_Excerpt to read_.
#####
Those relationships would have a cardinality of M2O or O2M depending whether the function returns multiple rows or not. This would generate the right query for aggregation here:

postgrest/src/PostgREST/Query/QueryBuilder.hs

Lines 52 to 81 in 8934190

	getJoinsSelects :: ReadRequest -> ([SQL.Snippet], [SQL.Snippet]) -> ([SQL.Snippet], [SQL.Snippet])
	getJoinsSelects rr@(Node (_, (name, Just Relationship{relCardinality=card,relTable=Table{tableName=table}}, alias, _, joinType, _)) _) (joins,selects) =
	let subquery = readRequestToQuery rr in
	case card of
	M2O _ ->
	let aliasOrName = fromMaybe name alias
	localTableName = pgFmtIdent $ table <> "_" <> aliasOrName
	sel = SQL.sql ("row_to_json(" <> localTableName <> ".*) AS " <> pgFmtIdent aliasOrName)
	joi = (if joinType == Just JTInner then " INNER" else " LEFT")
	<> " JOIN LATERAL( " <> subquery <> " ) AS " <> SQL.sql localTableName <> " ON TRUE " in
	(joi:joins,sel:selects)
	_ -> case joinType of
	Just JTInner ->
	let aliasOrName = fromMaybe name alias
	locTblName = table <> "_" <> aliasOrName
	localTableName = pgFmtIdent locTblName
	internalTableName = pgFmtIdent $ "_" <> locTblName
	sel = SQL.sql $ localTableName <> "." <> internalTableName <> " AS " <> pgFmtIdent aliasOrName
	joi = "INNER JOIN LATERAL(" <>
	"SELECT json_agg(" <> SQL.sql internalTableName <> ") AS " <> SQL.sql internalTableName <>
	"FROM (" <> subquery <> " ) AS " <> SQL.sql internalTableName <>
	") AS " <> SQL.sql localTableName <> " ON " <> SQL.sql localTableName <> "IS NOT NULL" in
	(joi:joins,sel:selects)
	_ ->
	let sel = "COALESCE (("
	<> "SELECT json_agg(" <> SQL.sql (pgFmtIdent table) <> ".*) "
	<> "FROM (" <> subquery <> ") " <> SQL.sql (pgFmtIdent table) <> " "
	<> "), '[]') AS " <> SQL.sql (pgFmtIdent (fromMaybe name alias)) in
	(joins,sel:selects)
	getJoinsSelects (Node (_, (_, Nothing, _, _, _, _)) _) _ = ([], [])

We would then extend the Cardinality type to hold either the FKConstraint or a QualifiedIdentifier pointing to the virtual column's function. This would allow addRels to add the type of embedding (virtual vs fk-based) to the ReadRequest in:

postgrest/src/PostgREST/Request/DbRequestBuilder.hs

Lines 133 to 137 in 8934190

	let newFrom r = if qiName tbl == nodeName then tableQi (relForeignTable r) else tbl
	newReadNode = (\r -> (query{from=newFrom r}, (nodeName, Just r, alias, hint, joinType, depth))) <$> rel
	rel = findRel schema allRels (qiName parentNodeQi) nodeName hint
	in
	Node <$> newReadNode <*> (updateForest . hush $ Node <$> newReadNode <*> pure forest)
#####
_Written instruction 1_.
Retype the stretch of the PostgREST excerpt from "getJoinsSelects (Node (_, (_, Nothing, _, _, _, _))" through "<*> pure forest)".
_Written instruction 2_.
In one to three sentences, explain why the PostgREST excerpt proposes extending the Cardinality type to hold either the FKConstraint or a QualifiedIdentifier.
The rows after this point are separate material, unrelated to the PostgREST excerpt.

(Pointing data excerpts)
#####
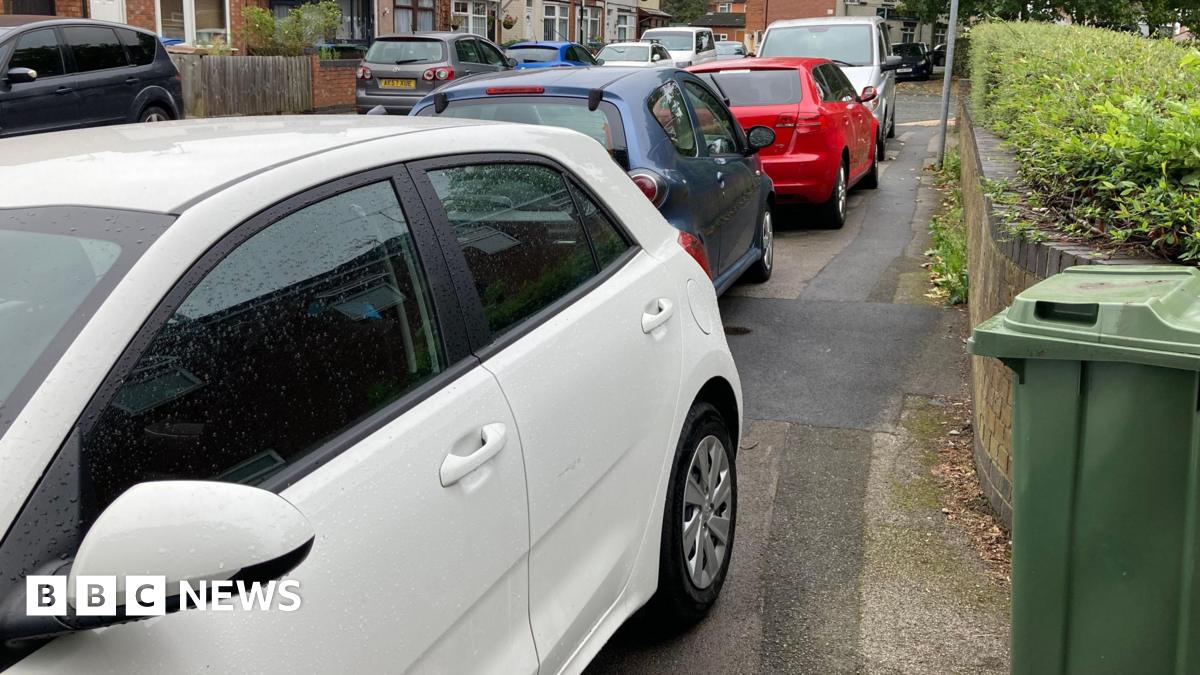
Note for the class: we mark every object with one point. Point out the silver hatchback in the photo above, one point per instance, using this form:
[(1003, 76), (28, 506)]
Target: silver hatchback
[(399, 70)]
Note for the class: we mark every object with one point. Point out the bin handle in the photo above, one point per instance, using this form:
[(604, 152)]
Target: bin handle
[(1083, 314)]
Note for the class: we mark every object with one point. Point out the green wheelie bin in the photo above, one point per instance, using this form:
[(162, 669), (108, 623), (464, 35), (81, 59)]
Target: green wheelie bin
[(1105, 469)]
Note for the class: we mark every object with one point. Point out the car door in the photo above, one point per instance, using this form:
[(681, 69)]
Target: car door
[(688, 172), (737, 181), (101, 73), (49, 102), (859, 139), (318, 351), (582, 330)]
#####
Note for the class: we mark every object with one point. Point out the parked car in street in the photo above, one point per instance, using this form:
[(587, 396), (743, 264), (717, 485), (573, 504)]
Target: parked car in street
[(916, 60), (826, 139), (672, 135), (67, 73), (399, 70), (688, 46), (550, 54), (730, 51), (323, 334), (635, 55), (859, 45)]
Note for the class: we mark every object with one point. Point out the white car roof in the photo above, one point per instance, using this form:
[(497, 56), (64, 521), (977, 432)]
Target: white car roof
#####
_Exercise output 1_.
getJoinsSelects (Node (_, (_, Nothing, _, _, _, _)) _) _ = ([], [])

We would then extend the Cardinality type to hold either the FKConstraint or a QualifiedIdentifier pointing to the virtual column's function. This would allow addRels to add the type of embedding (virtual vs fk-based) to the ReadRequest in:

postgrest/src/PostgREST/Request/DbRequestBuilder.hs

Lines 133 to 137 in 8934190

	let newFrom r = if qiName tbl == nodeName then tableQi (relForeignTable r) else tbl
	newReadNode = (\r -> (query{from=newFrom r}, (nodeName, Just r, alias, hint, joinType, depth))) <$> rel
	rel = findRel schema allRels (qiName parentNodeQi) nodeName hint
	in
	Node <$> newReadNode <*> (updateForest . hush $ Node <$> newReadNode <*> pure forest)

_Exercise output 2_.
With either the FKConstraint or a QualifiedIdentifier pointing to the virtual column's function, addRels could add the type of embedding to the ReadRequest. That type is either virtual or fk-based.